WORK TO COMPLETE: Write out every line of the records, not only the answers, from the line containing "window, written as integer pixel values." down to the end of the records. Scale each point coordinate in the answers by 1.4, rounding to whole numbers with halves rounded up.

─── RECORDS SHOWN

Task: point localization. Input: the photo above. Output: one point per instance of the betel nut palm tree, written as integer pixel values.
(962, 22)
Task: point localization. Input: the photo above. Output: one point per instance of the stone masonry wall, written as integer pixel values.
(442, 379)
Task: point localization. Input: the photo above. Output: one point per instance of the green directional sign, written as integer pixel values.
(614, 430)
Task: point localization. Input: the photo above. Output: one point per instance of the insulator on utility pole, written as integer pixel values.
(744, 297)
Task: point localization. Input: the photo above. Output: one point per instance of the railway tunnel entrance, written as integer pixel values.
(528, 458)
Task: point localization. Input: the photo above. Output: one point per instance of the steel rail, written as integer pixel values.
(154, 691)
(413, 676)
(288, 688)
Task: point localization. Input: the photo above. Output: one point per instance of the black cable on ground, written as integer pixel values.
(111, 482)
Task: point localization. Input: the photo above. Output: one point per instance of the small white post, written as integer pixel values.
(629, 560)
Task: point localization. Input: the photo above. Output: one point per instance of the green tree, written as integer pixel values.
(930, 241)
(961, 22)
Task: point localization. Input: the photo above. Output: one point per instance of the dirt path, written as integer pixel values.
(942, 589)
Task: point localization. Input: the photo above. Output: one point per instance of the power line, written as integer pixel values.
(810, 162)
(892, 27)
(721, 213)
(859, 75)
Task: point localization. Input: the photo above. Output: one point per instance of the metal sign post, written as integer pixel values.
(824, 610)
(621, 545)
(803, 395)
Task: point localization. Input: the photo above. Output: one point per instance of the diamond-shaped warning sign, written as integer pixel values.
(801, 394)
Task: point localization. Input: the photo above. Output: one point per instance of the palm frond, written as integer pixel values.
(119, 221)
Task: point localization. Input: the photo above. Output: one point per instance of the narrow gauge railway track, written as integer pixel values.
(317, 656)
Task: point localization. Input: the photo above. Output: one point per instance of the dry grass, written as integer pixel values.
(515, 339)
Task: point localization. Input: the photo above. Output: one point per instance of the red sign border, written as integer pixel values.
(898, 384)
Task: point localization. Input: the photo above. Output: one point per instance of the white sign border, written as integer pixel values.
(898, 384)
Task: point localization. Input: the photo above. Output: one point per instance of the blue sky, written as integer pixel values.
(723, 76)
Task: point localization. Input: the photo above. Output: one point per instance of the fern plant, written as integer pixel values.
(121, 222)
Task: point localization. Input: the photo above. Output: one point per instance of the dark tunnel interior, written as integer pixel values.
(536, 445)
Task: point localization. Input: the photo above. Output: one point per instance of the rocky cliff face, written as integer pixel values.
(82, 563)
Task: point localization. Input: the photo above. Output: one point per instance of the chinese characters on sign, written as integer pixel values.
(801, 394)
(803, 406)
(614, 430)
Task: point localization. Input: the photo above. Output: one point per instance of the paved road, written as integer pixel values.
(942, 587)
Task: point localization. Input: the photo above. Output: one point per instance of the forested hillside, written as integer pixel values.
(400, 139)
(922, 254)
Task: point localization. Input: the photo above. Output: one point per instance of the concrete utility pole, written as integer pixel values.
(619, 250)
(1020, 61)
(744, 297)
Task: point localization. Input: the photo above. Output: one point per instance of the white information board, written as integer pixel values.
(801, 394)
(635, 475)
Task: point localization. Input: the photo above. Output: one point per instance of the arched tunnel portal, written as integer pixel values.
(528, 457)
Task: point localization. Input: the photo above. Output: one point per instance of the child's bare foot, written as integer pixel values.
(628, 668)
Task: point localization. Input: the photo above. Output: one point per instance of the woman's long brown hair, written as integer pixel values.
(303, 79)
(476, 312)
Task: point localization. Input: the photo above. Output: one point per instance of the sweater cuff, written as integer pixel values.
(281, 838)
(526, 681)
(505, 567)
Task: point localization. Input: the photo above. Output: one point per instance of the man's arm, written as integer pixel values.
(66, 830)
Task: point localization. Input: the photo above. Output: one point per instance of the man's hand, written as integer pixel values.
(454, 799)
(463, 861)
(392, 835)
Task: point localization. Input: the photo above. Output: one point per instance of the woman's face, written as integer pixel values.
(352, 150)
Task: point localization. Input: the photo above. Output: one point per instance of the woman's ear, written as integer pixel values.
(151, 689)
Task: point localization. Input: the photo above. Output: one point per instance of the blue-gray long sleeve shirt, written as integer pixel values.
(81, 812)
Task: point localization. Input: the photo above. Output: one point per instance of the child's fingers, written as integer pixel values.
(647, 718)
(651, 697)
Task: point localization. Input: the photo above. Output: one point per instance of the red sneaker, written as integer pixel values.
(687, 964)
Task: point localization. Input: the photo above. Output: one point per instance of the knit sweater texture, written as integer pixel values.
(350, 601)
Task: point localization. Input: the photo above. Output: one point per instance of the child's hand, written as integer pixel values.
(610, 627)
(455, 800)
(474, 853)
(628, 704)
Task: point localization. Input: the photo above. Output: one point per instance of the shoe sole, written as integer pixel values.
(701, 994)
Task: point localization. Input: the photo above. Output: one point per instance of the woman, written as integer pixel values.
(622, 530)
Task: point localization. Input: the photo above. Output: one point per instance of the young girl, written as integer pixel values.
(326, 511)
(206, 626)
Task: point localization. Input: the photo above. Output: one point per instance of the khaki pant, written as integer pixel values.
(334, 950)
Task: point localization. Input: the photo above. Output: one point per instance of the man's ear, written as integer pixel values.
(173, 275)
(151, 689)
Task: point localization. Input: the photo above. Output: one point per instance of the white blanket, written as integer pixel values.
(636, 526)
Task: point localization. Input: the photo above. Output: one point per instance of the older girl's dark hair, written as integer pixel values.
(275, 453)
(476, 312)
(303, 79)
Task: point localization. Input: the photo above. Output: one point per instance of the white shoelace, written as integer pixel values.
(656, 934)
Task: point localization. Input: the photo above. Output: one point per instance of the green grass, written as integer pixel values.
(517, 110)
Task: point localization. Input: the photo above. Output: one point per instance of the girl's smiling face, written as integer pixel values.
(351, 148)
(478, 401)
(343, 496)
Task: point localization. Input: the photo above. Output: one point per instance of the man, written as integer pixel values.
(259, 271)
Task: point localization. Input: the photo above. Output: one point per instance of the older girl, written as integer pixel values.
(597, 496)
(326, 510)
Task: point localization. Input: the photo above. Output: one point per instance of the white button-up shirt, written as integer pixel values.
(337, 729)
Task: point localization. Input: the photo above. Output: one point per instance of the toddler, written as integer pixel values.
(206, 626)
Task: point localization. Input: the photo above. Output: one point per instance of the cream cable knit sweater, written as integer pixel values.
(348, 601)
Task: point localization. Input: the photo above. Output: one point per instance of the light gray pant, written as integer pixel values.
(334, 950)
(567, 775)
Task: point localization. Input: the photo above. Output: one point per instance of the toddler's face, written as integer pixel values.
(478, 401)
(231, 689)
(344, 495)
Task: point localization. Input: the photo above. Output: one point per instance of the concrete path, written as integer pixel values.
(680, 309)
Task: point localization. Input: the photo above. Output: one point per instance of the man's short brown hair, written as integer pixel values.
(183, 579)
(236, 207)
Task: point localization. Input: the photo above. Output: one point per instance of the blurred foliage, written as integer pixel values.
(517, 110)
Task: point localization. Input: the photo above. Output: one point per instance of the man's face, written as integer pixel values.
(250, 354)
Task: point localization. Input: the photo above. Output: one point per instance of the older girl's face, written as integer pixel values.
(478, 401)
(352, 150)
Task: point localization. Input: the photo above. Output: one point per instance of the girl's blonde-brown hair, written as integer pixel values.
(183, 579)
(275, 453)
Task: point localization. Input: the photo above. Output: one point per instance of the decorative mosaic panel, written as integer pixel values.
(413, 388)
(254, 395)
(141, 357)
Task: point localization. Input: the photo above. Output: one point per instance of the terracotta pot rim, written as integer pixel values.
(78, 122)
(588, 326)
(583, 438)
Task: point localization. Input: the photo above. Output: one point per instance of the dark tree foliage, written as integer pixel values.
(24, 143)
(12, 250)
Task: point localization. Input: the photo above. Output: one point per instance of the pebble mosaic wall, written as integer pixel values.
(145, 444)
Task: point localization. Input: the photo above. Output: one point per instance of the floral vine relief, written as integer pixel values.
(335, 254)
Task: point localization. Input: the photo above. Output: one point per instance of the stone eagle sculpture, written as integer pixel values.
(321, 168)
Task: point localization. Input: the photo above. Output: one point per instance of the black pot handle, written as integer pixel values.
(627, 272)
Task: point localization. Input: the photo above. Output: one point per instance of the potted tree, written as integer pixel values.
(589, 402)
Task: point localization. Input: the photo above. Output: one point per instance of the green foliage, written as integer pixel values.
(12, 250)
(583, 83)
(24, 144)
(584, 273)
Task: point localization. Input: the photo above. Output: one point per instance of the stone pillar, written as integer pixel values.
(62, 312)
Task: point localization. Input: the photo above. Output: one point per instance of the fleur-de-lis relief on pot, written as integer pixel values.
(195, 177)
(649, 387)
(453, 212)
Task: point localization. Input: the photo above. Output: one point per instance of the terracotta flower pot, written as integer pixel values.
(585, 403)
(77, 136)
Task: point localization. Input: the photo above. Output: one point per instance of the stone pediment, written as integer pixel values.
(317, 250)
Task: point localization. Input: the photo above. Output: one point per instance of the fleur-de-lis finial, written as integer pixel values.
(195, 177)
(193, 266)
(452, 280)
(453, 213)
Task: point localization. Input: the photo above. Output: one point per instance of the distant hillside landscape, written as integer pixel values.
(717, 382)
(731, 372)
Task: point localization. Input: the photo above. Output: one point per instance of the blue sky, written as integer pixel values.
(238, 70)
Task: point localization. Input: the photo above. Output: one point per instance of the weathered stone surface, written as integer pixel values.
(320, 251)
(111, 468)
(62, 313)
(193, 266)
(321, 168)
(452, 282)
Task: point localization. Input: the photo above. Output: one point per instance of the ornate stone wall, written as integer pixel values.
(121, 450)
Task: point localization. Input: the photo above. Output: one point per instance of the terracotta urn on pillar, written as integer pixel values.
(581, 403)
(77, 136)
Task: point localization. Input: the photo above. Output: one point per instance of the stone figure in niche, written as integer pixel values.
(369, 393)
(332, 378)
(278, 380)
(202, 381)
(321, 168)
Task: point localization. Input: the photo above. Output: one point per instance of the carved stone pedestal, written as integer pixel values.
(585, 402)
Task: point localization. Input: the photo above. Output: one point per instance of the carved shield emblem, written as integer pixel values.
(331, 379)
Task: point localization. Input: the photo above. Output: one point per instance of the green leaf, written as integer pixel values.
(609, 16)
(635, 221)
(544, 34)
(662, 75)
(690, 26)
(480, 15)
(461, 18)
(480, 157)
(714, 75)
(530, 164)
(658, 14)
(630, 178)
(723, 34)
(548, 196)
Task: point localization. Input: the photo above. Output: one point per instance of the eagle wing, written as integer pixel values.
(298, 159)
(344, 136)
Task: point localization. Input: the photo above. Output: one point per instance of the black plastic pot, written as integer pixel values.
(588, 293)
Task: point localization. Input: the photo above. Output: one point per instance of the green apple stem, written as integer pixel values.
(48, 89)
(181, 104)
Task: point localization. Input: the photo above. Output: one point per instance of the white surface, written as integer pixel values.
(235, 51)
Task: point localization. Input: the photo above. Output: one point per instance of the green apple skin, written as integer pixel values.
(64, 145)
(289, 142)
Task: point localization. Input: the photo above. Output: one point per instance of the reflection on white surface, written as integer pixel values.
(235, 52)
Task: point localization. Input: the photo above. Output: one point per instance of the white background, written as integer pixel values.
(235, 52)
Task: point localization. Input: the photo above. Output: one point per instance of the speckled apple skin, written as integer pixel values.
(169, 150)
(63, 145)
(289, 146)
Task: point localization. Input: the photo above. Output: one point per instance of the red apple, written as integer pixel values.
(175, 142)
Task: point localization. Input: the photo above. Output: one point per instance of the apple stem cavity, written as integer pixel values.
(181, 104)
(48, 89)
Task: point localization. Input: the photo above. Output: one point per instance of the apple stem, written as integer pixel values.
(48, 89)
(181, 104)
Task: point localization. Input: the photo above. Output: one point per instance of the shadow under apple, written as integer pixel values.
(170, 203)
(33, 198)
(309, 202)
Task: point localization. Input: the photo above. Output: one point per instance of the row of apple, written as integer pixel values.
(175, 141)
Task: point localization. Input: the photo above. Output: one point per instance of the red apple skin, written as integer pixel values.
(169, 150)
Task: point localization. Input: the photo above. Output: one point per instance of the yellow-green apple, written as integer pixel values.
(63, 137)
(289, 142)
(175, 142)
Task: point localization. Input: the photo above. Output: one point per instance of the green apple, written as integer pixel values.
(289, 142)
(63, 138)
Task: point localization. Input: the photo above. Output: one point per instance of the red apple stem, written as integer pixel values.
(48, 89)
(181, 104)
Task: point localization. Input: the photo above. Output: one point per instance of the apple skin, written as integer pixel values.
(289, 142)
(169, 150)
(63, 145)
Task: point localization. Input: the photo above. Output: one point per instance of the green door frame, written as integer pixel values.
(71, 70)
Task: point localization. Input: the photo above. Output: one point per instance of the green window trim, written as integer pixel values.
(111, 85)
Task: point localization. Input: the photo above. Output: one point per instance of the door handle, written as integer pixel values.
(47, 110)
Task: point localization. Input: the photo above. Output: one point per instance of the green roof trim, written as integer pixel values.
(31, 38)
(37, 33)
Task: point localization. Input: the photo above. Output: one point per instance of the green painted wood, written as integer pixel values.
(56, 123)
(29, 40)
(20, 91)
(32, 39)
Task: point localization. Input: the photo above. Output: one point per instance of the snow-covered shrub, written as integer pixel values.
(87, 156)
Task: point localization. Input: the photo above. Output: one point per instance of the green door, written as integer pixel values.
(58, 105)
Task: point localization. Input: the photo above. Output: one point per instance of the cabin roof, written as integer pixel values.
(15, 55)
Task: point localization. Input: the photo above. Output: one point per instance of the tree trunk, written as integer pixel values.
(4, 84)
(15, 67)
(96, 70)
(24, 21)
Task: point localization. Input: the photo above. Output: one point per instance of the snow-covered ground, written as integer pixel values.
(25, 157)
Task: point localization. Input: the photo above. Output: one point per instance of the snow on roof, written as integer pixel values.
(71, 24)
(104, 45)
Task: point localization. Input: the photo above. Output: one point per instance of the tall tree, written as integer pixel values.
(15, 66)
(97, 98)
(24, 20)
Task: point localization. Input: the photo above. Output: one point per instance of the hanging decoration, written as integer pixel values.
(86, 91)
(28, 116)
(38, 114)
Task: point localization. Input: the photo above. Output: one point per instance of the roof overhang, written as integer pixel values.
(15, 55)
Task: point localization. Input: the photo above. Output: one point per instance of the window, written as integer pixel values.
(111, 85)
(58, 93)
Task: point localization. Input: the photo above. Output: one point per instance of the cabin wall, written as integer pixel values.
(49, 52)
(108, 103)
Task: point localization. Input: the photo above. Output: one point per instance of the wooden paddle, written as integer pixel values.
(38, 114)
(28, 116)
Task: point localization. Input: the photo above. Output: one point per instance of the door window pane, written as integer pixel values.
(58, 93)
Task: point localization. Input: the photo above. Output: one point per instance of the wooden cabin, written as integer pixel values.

──────

WRITTEN ANSWER:
Task: point localization. Input: the photo above. Output: one point per instance of the window, written as integer pixel values.
(155, 119)
(81, 130)
Task: point localization. Input: the photo above. Output: one point per instance of the cabin wall, written as integer pixel values.
(69, 73)
(151, 144)
Task: point localization. Input: the photo above. Output: one point per instance of the wooden paddle, written as integer pixel values.
(53, 160)
(39, 162)
Task: point localization. Input: the photo above. Output: one point per instance of the door window pane, written as integer pixel values.
(81, 130)
Task: point localization. Input: the photo above. Output: one point per instance of the wooden cabin, written as integer pixel values.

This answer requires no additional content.